◆ Work instructions ◆
Each entry that follows should be set down precisely, with its pictures removed.

◆ Supplied records ◆
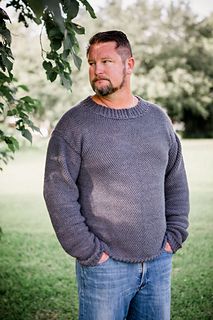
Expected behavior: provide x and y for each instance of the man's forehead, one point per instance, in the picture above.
(102, 47)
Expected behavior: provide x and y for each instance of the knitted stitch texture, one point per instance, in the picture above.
(115, 182)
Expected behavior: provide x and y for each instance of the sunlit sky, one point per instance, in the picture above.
(200, 7)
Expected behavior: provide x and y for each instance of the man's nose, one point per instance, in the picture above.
(99, 69)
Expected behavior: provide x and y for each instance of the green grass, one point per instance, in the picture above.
(37, 279)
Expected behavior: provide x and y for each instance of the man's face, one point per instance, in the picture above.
(107, 71)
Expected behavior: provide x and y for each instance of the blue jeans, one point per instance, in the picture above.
(116, 290)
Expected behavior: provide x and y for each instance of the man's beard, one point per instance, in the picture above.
(107, 89)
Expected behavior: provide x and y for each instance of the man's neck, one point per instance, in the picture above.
(123, 102)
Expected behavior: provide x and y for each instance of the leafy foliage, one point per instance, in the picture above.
(174, 54)
(56, 17)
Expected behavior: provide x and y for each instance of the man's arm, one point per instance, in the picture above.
(176, 197)
(61, 195)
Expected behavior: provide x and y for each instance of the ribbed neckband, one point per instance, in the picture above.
(126, 113)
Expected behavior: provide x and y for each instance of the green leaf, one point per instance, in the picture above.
(56, 44)
(89, 8)
(77, 60)
(27, 134)
(6, 35)
(12, 112)
(12, 143)
(52, 75)
(47, 65)
(71, 8)
(66, 80)
(1, 108)
(78, 29)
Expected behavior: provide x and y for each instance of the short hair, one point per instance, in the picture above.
(118, 37)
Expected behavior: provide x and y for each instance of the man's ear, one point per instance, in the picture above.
(130, 62)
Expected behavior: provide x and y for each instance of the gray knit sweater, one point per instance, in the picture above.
(115, 182)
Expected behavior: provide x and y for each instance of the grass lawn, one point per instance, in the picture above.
(37, 279)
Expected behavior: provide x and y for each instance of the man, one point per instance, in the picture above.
(116, 190)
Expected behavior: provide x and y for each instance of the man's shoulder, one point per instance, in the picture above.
(155, 108)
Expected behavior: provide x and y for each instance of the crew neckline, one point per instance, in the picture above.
(126, 113)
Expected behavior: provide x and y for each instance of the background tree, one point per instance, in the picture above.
(174, 55)
(57, 18)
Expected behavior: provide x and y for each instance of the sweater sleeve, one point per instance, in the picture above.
(61, 195)
(176, 197)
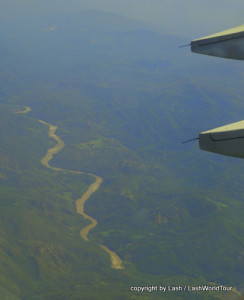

◆ Response area ◆
Expected behavior: provide x and y for each instance of the man's forehead, one point per instance, in the picture above.
(102, 47)
Expected behavior: provide x and y for each instance of the knitted stitch texture, one point per instance, in the picture above.
(115, 182)
Expected behavior: provide x and y for each instance of the sunlit sky, one point per instance, in the picture above.
(200, 7)
Expected behavior: provide x and y for each instance of the man's nose, one point per instance, in the picture above.
(99, 69)
Expected behavior: provide x and y for each instance of the green grass, one point per instance, in the picture above.
(37, 279)
Expected behavior: provide x and y for each instance of the man's face, one point per instance, in the picture above.
(107, 71)
Expected behavior: provide x and y for each instance of the blue jeans, one point per instance, in the picture above.
(116, 290)
Expected behavior: provide x and y for each instance of the man's beard, one point per instance, in the picture above.
(107, 89)
Expected behavior: provide x and y for each instance of the man's neck, one point per instance, in the picture above.
(123, 102)
Expected behavior: provide x and y for each instance of the leafy foliage, one point per instance, in the picture above.
(174, 54)
(56, 17)
Expected behavior: provide x and y for each instance of the man's arm, one point per instance, in the picture above.
(176, 197)
(61, 195)
Expected behavior: provide x and y for each instance of the ribbed neckband, one point per instance, in the picture above.
(126, 113)
Expected behavior: provide x and y for each instance of the green leaf, one point per instance, in the picture above.
(56, 44)
(89, 8)
(77, 60)
(27, 134)
(6, 35)
(12, 112)
(12, 143)
(52, 75)
(47, 65)
(71, 8)
(66, 80)
(1, 108)
(78, 29)
Expected behavior: provide x and y for each instance of the short hair, one point per instance, in the picture above.
(118, 37)
Expected behavior: provide x and y for each instance of the man's ear, one point per instance, in the picture above.
(130, 62)
Expected behavior: provide x and y for each instance of the gray knit sweater, one point per instance, in the picture above.
(115, 182)
Expected behavior: provide x and y for each instance of the grass lawn, one point per instance, in the picture above.
(37, 279)
Expected behavior: provide x and y for each instance of the man, one point per instance, in the picture above.
(116, 190)
Expected behavior: provide x and y for each instance of the man's shoulder, one point per instance, in the picture above.
(155, 108)
Expected behavior: provide x and y for each instance of the crew neckline, one point per instance, in the picture above.
(126, 113)
Expected behavior: provide x and y for each instance of the background tree, one point per instance, in the picture above.
(174, 55)
(57, 18)
Expected behavior: provide x and y for each instance of the sweater sleeve, one point per instance, in the picture above.
(61, 195)
(176, 197)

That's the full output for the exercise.